Does it seem right to you, huh,

that he can come in here, a

foreigner, huh,

and feck around with our land

and our way of life and, and

cause all this, this,

this...

- Acrimony.

- No, no, this, this...

- Rancour.

- Not rancour as much as...

- Malevolence.

Emnity?

- Whatever!

There has to be a

law against it.

- Ah, you mean the anti-rancour

and acrimony statute?

- Yes!

- No.

- What about for

being an arsehole huh?

There must be a law

against that!

[PLAYFUL MUSIC]

- I seem to recall we

have something to that effect.

Yes, yes we do.

(Laughing)

- Yeah, yeah, I like this.

Hey kid, Malachy.

Come here.

I think I might be wrong,

let's go higher, like 20%.

You'll figure that out?

- Sure.

- And wider too, 50 feet that

way and again the same that way.

- Okay, so 100 feet...

- You got it boss!

- Yeah.

- You got it, wait a second.

See this?

You finish ahead of schedule...

You get the other half.

Entries supplied
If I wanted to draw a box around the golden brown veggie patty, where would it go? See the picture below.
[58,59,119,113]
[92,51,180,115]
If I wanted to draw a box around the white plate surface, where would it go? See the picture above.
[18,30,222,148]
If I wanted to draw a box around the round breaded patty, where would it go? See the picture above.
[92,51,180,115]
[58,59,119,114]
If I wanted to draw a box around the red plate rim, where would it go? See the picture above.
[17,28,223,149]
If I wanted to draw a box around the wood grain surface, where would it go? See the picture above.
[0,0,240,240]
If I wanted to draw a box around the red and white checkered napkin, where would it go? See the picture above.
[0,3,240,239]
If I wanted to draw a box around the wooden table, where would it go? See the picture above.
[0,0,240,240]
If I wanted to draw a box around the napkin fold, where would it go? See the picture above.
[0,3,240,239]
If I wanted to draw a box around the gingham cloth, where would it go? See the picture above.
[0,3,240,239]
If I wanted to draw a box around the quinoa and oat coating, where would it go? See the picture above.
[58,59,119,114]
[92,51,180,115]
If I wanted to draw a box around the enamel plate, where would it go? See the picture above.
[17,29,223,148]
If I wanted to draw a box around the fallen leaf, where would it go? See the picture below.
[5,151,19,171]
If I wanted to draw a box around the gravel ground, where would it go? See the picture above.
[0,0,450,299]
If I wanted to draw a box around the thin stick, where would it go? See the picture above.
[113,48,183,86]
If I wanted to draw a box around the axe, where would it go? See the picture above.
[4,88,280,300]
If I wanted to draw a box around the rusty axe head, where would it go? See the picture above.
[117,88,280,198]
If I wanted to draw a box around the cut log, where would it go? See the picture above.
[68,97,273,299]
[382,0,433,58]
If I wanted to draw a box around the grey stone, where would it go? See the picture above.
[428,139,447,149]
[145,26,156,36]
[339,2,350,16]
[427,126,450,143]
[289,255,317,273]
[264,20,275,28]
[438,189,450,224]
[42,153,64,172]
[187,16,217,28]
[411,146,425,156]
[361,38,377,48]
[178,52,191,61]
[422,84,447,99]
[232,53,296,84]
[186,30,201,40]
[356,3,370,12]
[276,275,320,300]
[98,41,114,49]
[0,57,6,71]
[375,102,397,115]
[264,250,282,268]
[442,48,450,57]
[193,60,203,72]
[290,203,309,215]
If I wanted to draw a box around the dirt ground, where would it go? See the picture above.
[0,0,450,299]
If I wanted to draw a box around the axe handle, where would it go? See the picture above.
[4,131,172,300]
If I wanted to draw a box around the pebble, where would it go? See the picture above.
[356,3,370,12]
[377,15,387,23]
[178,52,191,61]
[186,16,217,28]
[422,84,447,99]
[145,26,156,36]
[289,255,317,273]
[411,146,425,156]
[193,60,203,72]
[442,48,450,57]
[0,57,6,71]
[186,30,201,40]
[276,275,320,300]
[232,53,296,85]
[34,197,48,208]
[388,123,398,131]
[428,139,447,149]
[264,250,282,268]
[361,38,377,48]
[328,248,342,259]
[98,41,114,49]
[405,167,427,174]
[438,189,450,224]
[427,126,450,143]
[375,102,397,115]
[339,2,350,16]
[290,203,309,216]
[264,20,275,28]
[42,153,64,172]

Goals
a. Answer each question about the dialogue:
(i) What does the first speaker call the man who came in?
(ii) By what percentage does the speaker want to go higher?
(iii) How many feet wider does the speaker want it in each direction?
b. Which quantities in the dialogue are written with numerals?
The lines are a separate set of material, unrelated to the dialogue.

Written responses
a.
(i) A foreigner
(ii) 20%
(iii) 50 feet

b. 20%, 50 feet, 100 feet